(Point placement records)
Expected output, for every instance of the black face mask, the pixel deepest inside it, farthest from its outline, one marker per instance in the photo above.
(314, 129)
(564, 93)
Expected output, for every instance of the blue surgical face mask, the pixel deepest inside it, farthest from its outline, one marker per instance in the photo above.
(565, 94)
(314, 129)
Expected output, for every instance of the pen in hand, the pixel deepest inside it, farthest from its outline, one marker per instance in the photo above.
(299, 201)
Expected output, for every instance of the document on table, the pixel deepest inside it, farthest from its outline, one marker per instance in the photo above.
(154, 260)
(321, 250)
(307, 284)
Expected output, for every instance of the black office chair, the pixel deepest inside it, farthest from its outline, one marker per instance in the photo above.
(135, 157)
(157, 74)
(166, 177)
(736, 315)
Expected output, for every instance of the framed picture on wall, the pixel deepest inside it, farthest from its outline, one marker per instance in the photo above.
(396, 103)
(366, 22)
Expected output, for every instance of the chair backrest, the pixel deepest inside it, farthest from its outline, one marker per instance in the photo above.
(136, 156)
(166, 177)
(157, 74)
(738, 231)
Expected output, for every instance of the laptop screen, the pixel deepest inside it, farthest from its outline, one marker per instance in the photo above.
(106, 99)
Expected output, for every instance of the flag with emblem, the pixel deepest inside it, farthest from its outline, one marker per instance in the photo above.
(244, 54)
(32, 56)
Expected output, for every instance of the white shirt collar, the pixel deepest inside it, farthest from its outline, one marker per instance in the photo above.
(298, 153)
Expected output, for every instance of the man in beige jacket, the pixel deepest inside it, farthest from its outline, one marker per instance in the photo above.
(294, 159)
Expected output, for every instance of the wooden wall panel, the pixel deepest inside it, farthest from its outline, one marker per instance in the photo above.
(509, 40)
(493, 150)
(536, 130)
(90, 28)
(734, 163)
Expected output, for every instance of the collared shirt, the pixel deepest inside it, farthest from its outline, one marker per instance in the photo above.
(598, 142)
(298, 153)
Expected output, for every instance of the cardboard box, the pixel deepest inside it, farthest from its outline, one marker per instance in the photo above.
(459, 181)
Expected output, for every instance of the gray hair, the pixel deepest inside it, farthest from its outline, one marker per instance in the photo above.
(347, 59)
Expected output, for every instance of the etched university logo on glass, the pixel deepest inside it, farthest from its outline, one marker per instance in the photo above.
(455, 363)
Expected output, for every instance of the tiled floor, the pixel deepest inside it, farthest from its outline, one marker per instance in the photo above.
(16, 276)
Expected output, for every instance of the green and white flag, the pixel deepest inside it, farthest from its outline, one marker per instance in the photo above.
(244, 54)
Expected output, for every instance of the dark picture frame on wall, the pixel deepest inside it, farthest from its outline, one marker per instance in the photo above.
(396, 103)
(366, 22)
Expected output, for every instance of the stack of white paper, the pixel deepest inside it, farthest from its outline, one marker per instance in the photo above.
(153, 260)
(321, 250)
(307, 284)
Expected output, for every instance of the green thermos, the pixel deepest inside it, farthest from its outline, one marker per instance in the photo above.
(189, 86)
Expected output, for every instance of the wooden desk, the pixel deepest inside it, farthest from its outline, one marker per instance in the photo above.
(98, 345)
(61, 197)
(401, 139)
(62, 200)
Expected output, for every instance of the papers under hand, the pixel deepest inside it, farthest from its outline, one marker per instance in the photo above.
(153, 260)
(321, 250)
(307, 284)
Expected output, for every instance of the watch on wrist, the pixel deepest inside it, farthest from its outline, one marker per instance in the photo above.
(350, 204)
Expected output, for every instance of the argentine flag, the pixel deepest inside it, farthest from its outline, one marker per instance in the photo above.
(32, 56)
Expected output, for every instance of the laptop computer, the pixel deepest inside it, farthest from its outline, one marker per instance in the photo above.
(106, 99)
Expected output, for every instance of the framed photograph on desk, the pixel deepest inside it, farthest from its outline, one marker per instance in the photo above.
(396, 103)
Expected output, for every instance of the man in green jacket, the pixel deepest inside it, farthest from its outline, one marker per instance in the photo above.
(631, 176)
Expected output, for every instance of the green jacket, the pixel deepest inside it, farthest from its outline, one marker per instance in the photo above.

SET PROBLEM:
Write out all the records above again, exactly as they stand.

ANSWER TO THIS TASK:
Expected output, for every instance of the black face mask, the pixel deepest inside it, farthest from its outline, one marker per instance in the photo above.
(314, 129)
(564, 93)
Expected output, for every instance of the blue surgical face mask, the pixel deepest inside it, farthest from its outline, one marker per instance in the photo above.
(565, 94)
(314, 129)
Expected output, for every instance of the pen in hand, the pixel deepest inside it, farthest from its outline, one marker per instance in the photo above.
(299, 201)
Expected output, for every instance of the document on table, the pixel deepest inside it, farthest from its outline, one marker per instance in the photo above.
(154, 260)
(321, 250)
(307, 284)
Expected output, for every instance of the black office chair, the pixel deepest inside it, farthest from its outline, one marker per instance in the photo above.
(135, 157)
(157, 74)
(166, 177)
(736, 315)
Expected output, for every instance of the framed picture on wall, the pixel deepest inside it, farthest from its outline, one marker per instance in the photo above.
(396, 103)
(366, 22)
Expected output, for every instance of the chair backrest, the pixel deepest inside it, farthest from its outline, one marker per instance in the photo above.
(136, 156)
(166, 177)
(157, 74)
(738, 231)
Expected output, for every instance of the laptop screen, the pixel deepest inside it, farthest from its outline, one marker per instance in the photo above.
(106, 99)
Expected output, for every instance of the flag with emblem, the pixel deepest inside it, farthest from its outline, one marker per instance in the photo above.
(244, 54)
(32, 56)
Expected output, for every instance of the white shirt collar, the pixel deepest inside it, farthest from its outline, one marker per instance in the photo above.
(298, 153)
Expected output, for every instance of the man in beige jacket, the pixel deepest inside it, farthest from its outline, one marker per instance in the photo above.
(294, 159)
Expected output, for every instance of the wooden wall panel, the pixel deepest inside it, farthest from its outline, one marker per instance in the photo above.
(509, 40)
(493, 150)
(536, 130)
(90, 28)
(734, 163)
Expected output, for every instance of the collared shirt, the pixel deepest inside it, farthest from its outline, one marker per instance in the photo above.
(598, 142)
(298, 153)
Expected output, for every instance of the cardboard box, the pixel deepest inside it, farthest from its outline, one marker per instance in the photo above.
(459, 181)
Expected output, for every instance of the gray hair, the pixel deepest inside it, farthest from its outline, one marker per instance in the photo above.
(347, 59)
Expected output, for every instance of the etched university logo on glass, the pixel deepest inside it, farthest from its outline, one marker per instance in the photo above.
(455, 363)
Expected output, for every instance of the tiled floor, the pixel deepest inside it, farthest from its outline, one marker per instance in the photo above.
(16, 276)
Expected output, for every instance of the green and white flag, the pixel deepest inside it, farthest from its outline, one marker per instance in the photo above.
(244, 54)
Expected output, for every instance of the dark picture frame on wall, the pixel deepest inside it, farthest from its outline, one marker per instance in the photo above.
(396, 103)
(366, 22)
Expected output, for every instance of the stack of white paper, the pixel deepest inside it, farthest from its outline, one marker per instance in the photo above.
(153, 260)
(321, 250)
(307, 284)
Expected output, for every instance of the green thermos, the pixel deepest inside it, farthest from its outline, one marker per instance in the photo above.
(189, 86)
Expected output, for every instance of the wooden desk, the pixel deepest inside it, farthest from its outline, one marker per instance in the photo above.
(98, 345)
(61, 197)
(401, 139)
(62, 200)
Expected output, for every instance of the papers under hand, the pixel deepest inside it, farthest from its outline, one marker per instance in the photo above.
(153, 260)
(321, 250)
(307, 284)
Expected output, for every instance of the watch on wrist, the pixel deepest inside it, farthest from its outline, one marker per instance in the photo above.
(350, 204)
Expected output, for every instance of the argentine flag, the pixel deepest inside it, farthest from its outline, one marker per instance in the photo above.
(32, 56)
Expected output, for every instance of the laptop computer, the pixel deepest inside it, farthest from its outline, one marker per instance in the photo above.
(106, 99)
Expected output, for every instance of the framed photograph on desk, the pixel deepest inside it, farthest from its outline, one marker per instance in the photo above.
(396, 103)
Expected output, for every instance of the man in green jacket, the pixel deepest inside it, farthest from its outline, one marker per instance in the photo above.
(631, 176)
Expected output, for every instance of the green jacket, the pixel deepest inside it, farthest from its outline, one marker per instance in the photo above.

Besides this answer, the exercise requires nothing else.